— START Provided data —

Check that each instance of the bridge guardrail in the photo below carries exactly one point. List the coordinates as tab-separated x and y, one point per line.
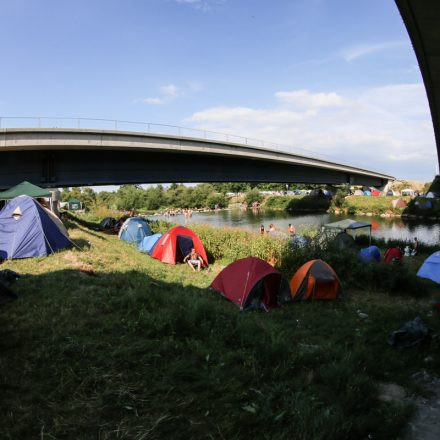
154	128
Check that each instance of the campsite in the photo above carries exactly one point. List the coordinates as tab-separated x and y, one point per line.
105	341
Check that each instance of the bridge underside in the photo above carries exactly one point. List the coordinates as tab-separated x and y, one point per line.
422	18
62	168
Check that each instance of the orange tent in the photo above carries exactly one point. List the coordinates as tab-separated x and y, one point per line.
315	280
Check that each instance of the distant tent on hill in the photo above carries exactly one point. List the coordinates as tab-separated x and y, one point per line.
399	203
27	230
176	243
315	280
430	268
392	255
134	230
252	284
370	254
149	243
107	223
344	241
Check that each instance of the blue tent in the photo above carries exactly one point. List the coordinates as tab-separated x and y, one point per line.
431	268
149	243
134	230
26	230
370	254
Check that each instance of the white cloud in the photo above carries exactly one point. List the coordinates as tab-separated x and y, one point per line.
168	93
353	52
385	128
305	98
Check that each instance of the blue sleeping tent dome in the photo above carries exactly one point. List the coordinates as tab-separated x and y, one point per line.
370	254
134	230
431	268
149	243
26	230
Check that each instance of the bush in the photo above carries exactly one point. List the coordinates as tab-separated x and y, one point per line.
253	196
216	200
280	202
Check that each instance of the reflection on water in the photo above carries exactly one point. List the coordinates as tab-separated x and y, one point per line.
394	228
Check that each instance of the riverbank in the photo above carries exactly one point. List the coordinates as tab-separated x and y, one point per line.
107	342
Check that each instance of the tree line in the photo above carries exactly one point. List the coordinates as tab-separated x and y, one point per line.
204	195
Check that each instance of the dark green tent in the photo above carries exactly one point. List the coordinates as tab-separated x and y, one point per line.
24	189
74	204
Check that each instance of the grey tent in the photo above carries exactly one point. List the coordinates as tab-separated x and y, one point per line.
347	225
344	241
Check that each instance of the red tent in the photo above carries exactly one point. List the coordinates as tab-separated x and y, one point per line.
251	283
175	244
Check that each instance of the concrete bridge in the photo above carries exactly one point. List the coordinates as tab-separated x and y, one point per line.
422	18
80	157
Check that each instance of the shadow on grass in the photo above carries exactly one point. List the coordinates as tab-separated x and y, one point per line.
126	353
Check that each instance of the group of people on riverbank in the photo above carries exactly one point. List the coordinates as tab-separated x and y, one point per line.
187	213
291	230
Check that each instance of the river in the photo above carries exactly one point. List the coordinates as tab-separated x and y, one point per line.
390	228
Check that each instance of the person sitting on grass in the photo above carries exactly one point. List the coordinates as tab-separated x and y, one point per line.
415	248
194	260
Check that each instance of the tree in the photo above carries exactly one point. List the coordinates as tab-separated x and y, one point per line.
130	197
253	196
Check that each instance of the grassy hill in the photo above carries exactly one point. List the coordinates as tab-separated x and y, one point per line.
105	342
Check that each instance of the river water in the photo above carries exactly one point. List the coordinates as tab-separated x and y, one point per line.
395	228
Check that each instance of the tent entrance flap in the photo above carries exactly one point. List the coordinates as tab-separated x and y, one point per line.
184	246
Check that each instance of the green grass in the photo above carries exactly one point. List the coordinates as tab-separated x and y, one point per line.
107	343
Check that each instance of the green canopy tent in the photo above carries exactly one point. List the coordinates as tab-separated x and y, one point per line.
24	189
74	204
347	225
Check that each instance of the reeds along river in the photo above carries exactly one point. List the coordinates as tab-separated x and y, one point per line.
388	228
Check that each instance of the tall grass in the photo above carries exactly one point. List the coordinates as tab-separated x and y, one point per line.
108	343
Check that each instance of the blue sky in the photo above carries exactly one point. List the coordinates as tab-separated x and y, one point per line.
337	77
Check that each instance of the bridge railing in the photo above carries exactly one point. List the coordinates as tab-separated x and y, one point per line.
154	128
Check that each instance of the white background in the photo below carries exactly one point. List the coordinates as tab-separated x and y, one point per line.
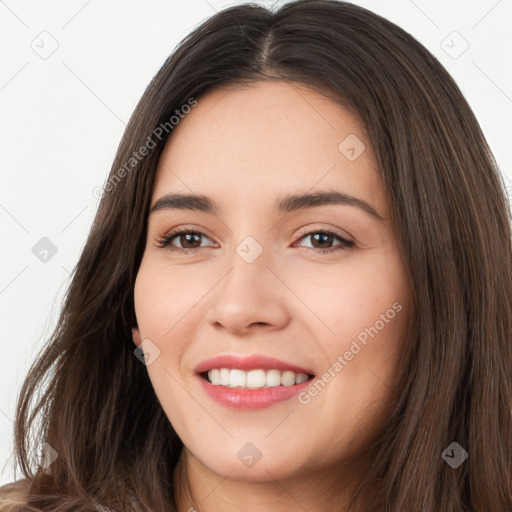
62	117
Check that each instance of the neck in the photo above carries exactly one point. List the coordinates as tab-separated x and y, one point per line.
198	489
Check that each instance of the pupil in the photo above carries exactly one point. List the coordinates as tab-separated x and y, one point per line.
324	235
187	237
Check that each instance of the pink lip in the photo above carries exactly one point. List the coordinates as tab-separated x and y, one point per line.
250	399
254	362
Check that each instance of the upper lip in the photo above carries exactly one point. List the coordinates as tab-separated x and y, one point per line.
253	362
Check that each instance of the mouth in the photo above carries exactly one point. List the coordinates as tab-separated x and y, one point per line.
254	379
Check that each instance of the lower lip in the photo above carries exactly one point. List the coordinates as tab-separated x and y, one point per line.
245	398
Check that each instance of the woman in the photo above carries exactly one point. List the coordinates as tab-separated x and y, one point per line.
338	334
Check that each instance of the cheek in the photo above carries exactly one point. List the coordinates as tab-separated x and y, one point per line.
164	301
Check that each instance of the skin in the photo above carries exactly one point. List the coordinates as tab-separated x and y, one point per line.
293	302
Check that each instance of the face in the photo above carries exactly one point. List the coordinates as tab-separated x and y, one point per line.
317	285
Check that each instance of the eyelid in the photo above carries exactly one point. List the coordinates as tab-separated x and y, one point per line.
165	240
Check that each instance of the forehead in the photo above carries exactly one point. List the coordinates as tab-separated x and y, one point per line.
267	139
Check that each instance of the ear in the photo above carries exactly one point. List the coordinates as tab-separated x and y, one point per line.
136	336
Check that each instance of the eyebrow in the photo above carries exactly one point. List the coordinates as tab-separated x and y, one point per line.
286	204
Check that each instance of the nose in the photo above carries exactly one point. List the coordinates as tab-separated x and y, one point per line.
248	296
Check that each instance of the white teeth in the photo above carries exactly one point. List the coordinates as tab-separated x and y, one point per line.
254	379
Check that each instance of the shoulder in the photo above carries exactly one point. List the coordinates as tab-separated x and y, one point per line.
13	495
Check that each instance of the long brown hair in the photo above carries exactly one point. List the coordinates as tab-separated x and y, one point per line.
91	399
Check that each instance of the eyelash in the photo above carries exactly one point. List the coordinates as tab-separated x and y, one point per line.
166	240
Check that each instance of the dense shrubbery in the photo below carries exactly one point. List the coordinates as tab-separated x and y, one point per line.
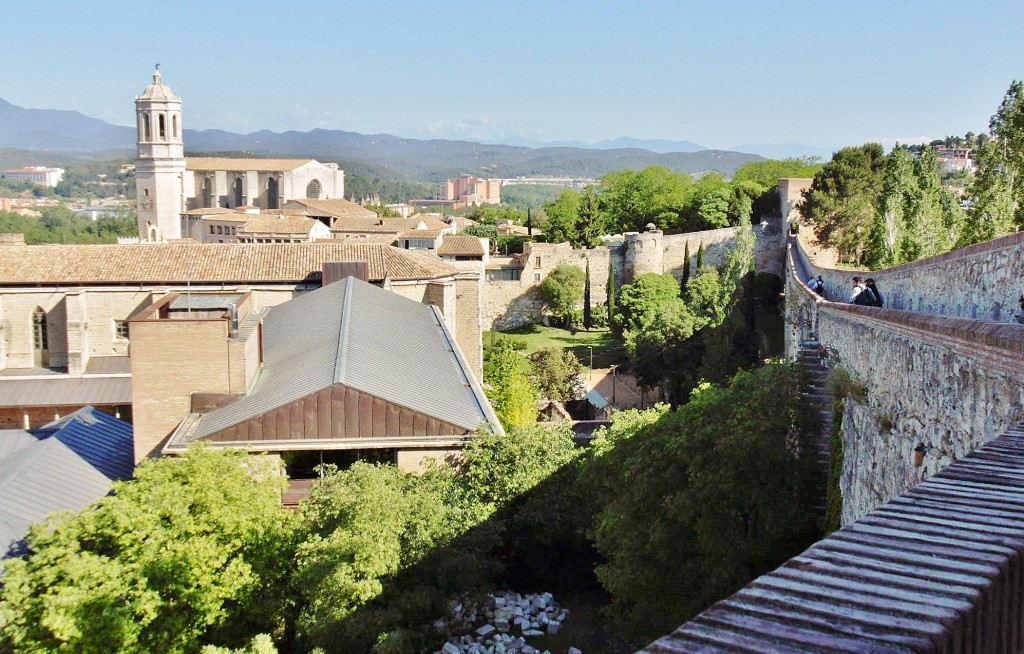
59	224
696	503
629	200
682	508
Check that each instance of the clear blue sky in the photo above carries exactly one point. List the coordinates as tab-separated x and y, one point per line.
724	73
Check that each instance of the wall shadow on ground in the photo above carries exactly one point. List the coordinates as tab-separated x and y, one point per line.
540	541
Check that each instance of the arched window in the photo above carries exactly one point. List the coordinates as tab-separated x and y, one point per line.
271	193
40	339
312	189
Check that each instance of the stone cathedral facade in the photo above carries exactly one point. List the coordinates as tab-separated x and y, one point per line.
168	184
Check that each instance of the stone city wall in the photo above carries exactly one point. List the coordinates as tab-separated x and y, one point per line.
947	384
508	304
511	303
983	281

— END Provided data —

> _What to produce_
Print every entry above line for line, without any change, and leave the pictures out.

> _Task response_
Check that each instance of the bridge guardrail in the photo below carries exactly one point. List the coordinates as tab-separated x and y, one point per line.
154	128
Check that each instance of the campsite in the photo above carries exactly one point. List the coordinates as tab-separated x and y, one point per line.
105	341
Check that each instance of the bridge underside in the photo above carries exactly one point. List the coordinates as tab-separated x and y, one point per line.
422	18
62	168
Check that each instance of the orange tent in the photo above carries exactly one point. List the coordinates as tab-separated x and y, one point per line.
315	280
Check that each instance of the distant tent on hill in the photo above carries exactly one point. List the coordinates as tab-separated x and y, one point per line.
399	203
27	230
176	243
315	280
430	268
392	255
134	230
252	284
370	254
149	243
107	223
344	241
Check that each instance of the blue tent in the photo above carries exactly one point. List the coordinates as tab-separated x and y, one point per line.
431	268
149	243
134	230
26	230
370	254
Check that each instance of the white cloud in the photo above carries exactly one point. List the coordinates as tab-separated x and y, one point per line.
168	93
353	52
385	128
305	98
Check that each instance of the blue sleeping tent dome in the photo above carries exactly one point. List the coordinates as tab-separated x and y, one point per line.
370	254
134	230
431	268
149	243
26	230
Check that each instance of the bush in the photo above carries exactly one point. List the coordinates as tab-separated x and y, one point per line.
253	196
216	200
280	202
Check that each instance of the reflection on water in the photo above carries exactly one point. List the coordinates as tab-separated x and y, one point per line.
394	228
Check that each instance of the riverbank in the photo above carries exactly one point. List the coordinates as tab-separated x and y, one point per line.
107	342
Check that each instance of the tree line in the photo above carries exactly one point. List the coordinates as tab-separated x and y, one point per line.
204	195
Check that each instance of the dark green tent in the photo above carries exactly one point. List the coordinates as tab-separated x and y, one point per line.
24	189
74	204
Check that each instance of the grey tent in the photo above carries exactly one point. List the coordinates as tab-separated x and y, one point per line.
347	225
344	241
Check that each instance of the red tent in the photo above carries exactly one point. List the coordinates as tab-separated x and y, one point per line.
251	283
175	244
Check that each instance of the concrete bridge in the photo above carries exactly one point. List the coordinates as tab-separated x and y, one point per line.
422	18
80	157
Check that each instance of the shadow on grass in the photo above carries exactly one point. List the coordinates as tab-separated x and y, one point per line.
126	353
Check that each instance of the group of people on riverbank in the photo above carries exactly one point. List the coordinates as tab-separated x and y, one point per line.
187	213
291	230
Check that each instance of the river in the photo above carries exactly one point. List the coordinates as tab-separated x and y, one point per line.
390	228
Check that each instance of the person sitting on grass in the photo above carries exactly one point. List the coordinates as tab-separated x and y, one point per line.
415	248
194	260
Check that each instance of the tree in the photo above carries exactly one point. List the coordinates as tab-separated x and y, one point per line.
130	197
253	196
Check that each instance of the grassy hill in the photo above carries exactly one point. List the coordinates as tab-separated x and y, one point per line.
105	342
Check that each instance of the river water in the photo above carries exactly one point. List the coordinates as tab-separated x and y, one point per line.
395	228
Check that each instance of the tent entrance flap in the photo above carries exactly one point. List the coordinates as tab-separated x and y, one point per line.
184	246
Check that each instance of the green grass in the photo above carries exactly one point. List the coordinates as tab-separated x and y, one point per line.
107	343
Check that each instance of the green canopy tent in the photo above carries exactly one point. List the coordinates as tab-separated x and y, one point per line.
24	189
74	204
347	225
Check that each instance of the reeds along river in the photo above carries exactly one point. List the coordinates as tab-separated x and y, one point per line.
388	228
Check that each instance of the tall grass in the photo above carries exactly one point. List the coordinates as tab-separated x and y, one point per line.
108	343
Check that each instance of the blue sky in the photo above carries exactly one point. List the coordinates as tab-separated x and y, one point per line.
337	77
Check that each instance of the bridge railing in the photo above carries exactly one point. List the coordinates as tab-separated x and y, one point per line.
154	128
Check that each instance of the white background in the photo below carries exactly one point. List the coordinates as tab-separated x and y, one point per line.
62	117
Check that each instance of the neck in the photo above carries exactly one point. List the coordinates as tab-separated x and y, one point per line.
198	489
Check that each instance of the pupil in the photo above carries exactly one point. List the coordinates as tab-separated x and y, one point per line.
324	235
187	237
Check that each instance of the pink lip in the photo above carries exactly one point. List the coordinates as tab-separated x and y, one point per line.
250	399
254	362
Check that each instance of the upper lip in the photo above carries exactly one point. List the coordinates as tab-separated x and y, one point per line.
253	362
Check that each instance of the mouth in the photo above carries exactly one point. List the coordinates as tab-separated x and y, one point per line.
254	379
Check that each instance of the lower lip in the photo above carries exactly one point. List the coordinates as tab-separated x and y, one point per line.
245	398
Check that each instance of the woman in the photo above carries exactly one point. List the coordinates as tab-separated x and y, one point per line.
338	334
Check that each instance of the cheek in the photo above carries exactly one point. List the coordinates as tab-separated x and y, one point per line.
164	301
Check that each instance of the skin in the photo above carries exactly one point. List the coordinates as tab-separated x and y, one point per line.
293	302
Check that each instance of the face in the photo above carries exactly one point. List the coordinates as tab-separated x and y, one point per line.
317	285
Check that each instance of the eyelid in the photo above carries exactly one point. List the coordinates as tab-separated x and y, one point per line.
165	240
Check that each instance of the forehead in the photo above carries exactly one point. List the coordinates as tab-separated x and y, one point per line.
267	139
Check that each instance of the ear in the photo above carries exactly one point. List the coordinates as tab-separated x and y, one point per line.
136	336
Check that each instance of the eyebrow in the photo above carries exactly one point. List the coordinates as tab-separated x and y, one point per line.
286	204
Check that each instance of the nose in the photo above carries exactly one point. List the coordinates as tab-separated x and y, one point per line.
248	296
Check that each instance of the white teeth in the photo above carries exactly one point. List the coordinates as tab-separated x and y, one point per line.
254	379
Check that each instance of the shoulder in the photo above carries exactly one point. List the coordinates as tab-separated x and y, one point per line.
13	495
Check that each instance of the long brown hair in the photo above carries exactly one point. List the coordinates as tab-separated x and y, one point per line.
91	399
Check that each instance of the eyelash in the photo above carries exactly one point. List the coordinates as tab-separated x and y, one point per line.
166	240
Check that each instance of the dense shrubbery in the photo below carries exactly one point. List the coordinates as tab-separated x and y, one point per line.
59	224
696	503
629	200
682	508
Check that each instance of the clear blue sky in the photo above carries exactly one point. List the coordinates as tab-separated x and y, one point per line.
724	73
Check that each instance of the wall shadow on ground in the photo above carries exactly one point. List the coordinates as tab-separated x and y, one point per line.
540	541
Check that each instance of the arched window in the photo above carries exactly one point. List the coordinates as tab-separated x and y, one point per line.
271	193
40	339
312	189
Check that each instance of the stone cathedral facade in the photo above carries exactly one point. List the coordinates as tab-separated x and y, one point per line.
168	184
Check that each instance of the stone city wall in the photo above carries exactly one point. List the coordinates as tab-separated x and y, one point per line.
947	384
508	304
511	303
983	281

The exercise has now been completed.